**Text block:**
---+---
December 6, 2018 By Carolyn

These four figures are found around campus – inside or outside, for better or for worse.  No judgement here.   Just the question, can anyone identify them?  Sort of a trivia / treasure hunt tour of campus.  Location anyone?  Take a look, each tells a (forgotten) story from UP history.

A. Figure Striding, The Beacon October 12, 1962, p. 1

B.  Urban League, Equal Opportunity Award, Education.  For special efforts to increase success for local black students at UP.  Alumni Bulletin, July 1977, p. 3.

C.  Papa Sierra, The Beacon April 24, 1980, p. 2

D.  ‘Le Petit Feu’, The Beacon October 28, 1982, p. 3

Filed Under: Objects, Objects 2

Rose Festival Parade at 110

June 7, 2018 By Carolyn

University of Portland’s Rose Festival Parade Float “Golden Jubilee”, 1958 (University Archives)
UP Float Committee Formed, The Beacon, November 8, 1957 (University Archives)

Summers in the city of Portland have temperate temperatures and sporadic spats of rain, or not.  Yet regardless of the weather, for over a century June in the City of Portland means the Rose Festival, highlighted by the Grand Floral Parade.  For the 50th anniversary, the 1958 Rose Parade called for the featured floats to express the Rose Festival theme of “50 Golden Years”, with each float representing a different year.   The University of Portland entry “Golden Jubilee” remembered our own 50th anniversary in 1951, a year which marked the beginnings of our AFROTC program and the opening of campus to women students in all educational programs and (surprise!) as on-campus residents.

Golden Jubilee Float, Doreen Voeller, ’61, Military Ball Princess, 1959 Log (University Archives)

The Engineering Club constructed a boat-float as our entry; at the helm rode an AFROTC cadet standing sentry and Doreen Voeller, ’61, Military Ball princess.  (The University was ahead of the AFROTC by twenty years, it is not until 1971 that women were accepted into the AFROTC program on-campus.)

Video footage of the 1958 Rose Festival Parade is found at this link, with UP’s Float entry at the 4:25 mark.
(video used with permission by Thomas Matlock, owner)

Call for Float Design, The Beacon, March 7, 1958, part 1 (University Archives)
---+---
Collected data
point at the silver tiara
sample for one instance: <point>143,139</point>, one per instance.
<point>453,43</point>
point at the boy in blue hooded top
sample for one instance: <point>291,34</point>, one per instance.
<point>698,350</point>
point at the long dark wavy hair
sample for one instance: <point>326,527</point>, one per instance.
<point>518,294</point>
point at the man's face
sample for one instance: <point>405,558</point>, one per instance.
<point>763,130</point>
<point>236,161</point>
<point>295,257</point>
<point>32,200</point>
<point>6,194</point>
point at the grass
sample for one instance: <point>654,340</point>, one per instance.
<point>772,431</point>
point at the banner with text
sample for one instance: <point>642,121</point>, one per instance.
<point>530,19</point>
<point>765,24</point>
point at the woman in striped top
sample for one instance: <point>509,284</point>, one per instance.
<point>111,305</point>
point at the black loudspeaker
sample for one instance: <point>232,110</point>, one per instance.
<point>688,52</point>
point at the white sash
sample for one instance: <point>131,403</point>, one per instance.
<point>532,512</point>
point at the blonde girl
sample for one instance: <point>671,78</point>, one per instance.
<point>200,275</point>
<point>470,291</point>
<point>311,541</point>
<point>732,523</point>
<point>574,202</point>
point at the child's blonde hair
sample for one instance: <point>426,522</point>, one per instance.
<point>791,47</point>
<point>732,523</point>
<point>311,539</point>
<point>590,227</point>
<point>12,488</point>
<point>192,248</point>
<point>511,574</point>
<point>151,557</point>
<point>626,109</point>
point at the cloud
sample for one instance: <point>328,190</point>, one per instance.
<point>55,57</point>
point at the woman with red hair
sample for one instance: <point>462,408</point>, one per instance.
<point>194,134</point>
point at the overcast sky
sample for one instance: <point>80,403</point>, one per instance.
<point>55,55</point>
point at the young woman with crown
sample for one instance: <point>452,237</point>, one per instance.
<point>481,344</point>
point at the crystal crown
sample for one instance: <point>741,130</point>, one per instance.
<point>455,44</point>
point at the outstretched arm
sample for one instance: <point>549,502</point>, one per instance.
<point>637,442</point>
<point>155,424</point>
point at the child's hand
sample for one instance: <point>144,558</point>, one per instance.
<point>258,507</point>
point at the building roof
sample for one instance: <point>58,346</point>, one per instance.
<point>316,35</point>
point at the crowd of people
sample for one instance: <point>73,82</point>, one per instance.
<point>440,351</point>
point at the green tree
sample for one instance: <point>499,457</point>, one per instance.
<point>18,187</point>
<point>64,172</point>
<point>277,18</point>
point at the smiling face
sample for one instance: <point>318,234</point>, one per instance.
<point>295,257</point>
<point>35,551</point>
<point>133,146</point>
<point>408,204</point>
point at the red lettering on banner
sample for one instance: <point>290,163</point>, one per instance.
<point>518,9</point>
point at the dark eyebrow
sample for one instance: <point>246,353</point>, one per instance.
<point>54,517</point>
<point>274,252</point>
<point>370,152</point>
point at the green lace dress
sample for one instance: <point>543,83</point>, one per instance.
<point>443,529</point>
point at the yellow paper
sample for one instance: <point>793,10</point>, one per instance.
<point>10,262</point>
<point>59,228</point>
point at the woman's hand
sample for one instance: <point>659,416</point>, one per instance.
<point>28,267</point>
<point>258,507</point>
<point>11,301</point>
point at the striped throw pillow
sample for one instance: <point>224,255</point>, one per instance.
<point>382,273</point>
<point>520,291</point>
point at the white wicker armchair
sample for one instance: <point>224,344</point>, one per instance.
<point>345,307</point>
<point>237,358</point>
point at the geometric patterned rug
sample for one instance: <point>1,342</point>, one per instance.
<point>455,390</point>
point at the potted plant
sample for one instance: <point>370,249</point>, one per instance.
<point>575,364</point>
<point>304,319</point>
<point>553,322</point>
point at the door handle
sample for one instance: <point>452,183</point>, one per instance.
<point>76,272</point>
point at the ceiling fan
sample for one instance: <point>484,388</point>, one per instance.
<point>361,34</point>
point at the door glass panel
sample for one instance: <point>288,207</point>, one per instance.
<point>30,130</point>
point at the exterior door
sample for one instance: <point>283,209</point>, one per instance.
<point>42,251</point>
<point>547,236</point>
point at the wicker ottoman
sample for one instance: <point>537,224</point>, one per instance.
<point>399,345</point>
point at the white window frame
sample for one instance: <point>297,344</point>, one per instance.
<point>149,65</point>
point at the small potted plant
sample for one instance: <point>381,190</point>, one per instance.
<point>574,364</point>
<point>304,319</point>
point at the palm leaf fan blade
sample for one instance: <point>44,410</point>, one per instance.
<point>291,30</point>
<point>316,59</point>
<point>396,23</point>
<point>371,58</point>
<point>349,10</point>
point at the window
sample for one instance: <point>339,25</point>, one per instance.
---+---
**Problem set:**
1. Answer the following questions using the University of Portland archives post.
(a) Which club constructed the University of Portland's boat-float?
(b) What Rose Festival theme were the featured floats of the 1958 parade meant to express?
(c) In what year were women first accepted into the AFROTC program on campus?
2. Duplicate the passage of the University of Portland archives post from "B.  Urban League, Equal" to "1977, p. 3.", word for word.

**Answers by item:**
1.
(a) The Engineering Club
(b) "50 Golden Years"
(c) 1971

2.
B.  Urban League, Equal Opportunity Award, Education.  For special efforts to increase success for local black students at UP.  Alumni Bulletin, July 1977, p. 3.